* [DEINE AUFGABE]: Zeige alle Zeilen der folgenden Daten, in denen das Wort „cushion“ vorkommt. Groß- und Kleinschreibung sind dabei zu beachten.

+---+

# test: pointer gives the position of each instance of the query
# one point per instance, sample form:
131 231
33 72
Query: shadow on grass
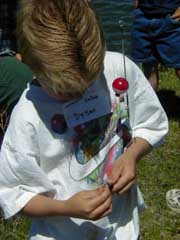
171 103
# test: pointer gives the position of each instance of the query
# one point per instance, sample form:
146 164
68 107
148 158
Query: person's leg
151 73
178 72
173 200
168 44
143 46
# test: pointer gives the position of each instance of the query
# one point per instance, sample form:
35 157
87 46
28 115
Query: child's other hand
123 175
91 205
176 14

+---+

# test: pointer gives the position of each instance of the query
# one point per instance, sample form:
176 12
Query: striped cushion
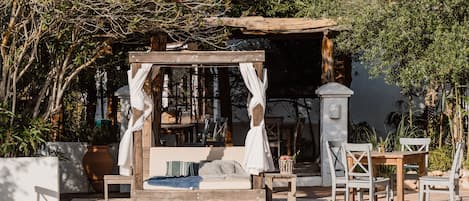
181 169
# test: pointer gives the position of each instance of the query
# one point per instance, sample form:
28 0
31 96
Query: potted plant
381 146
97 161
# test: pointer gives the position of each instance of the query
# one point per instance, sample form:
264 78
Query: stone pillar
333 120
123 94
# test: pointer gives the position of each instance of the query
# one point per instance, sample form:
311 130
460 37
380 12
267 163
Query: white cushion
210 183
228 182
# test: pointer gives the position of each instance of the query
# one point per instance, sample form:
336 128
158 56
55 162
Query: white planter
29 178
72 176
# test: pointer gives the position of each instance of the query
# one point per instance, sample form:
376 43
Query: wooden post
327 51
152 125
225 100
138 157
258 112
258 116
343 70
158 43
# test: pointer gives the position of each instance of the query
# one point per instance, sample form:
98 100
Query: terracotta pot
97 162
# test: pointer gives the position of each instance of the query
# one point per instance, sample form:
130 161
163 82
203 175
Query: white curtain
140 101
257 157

+---+

* [LÖSUNG]:
Query: striped cushion
Query: white cushion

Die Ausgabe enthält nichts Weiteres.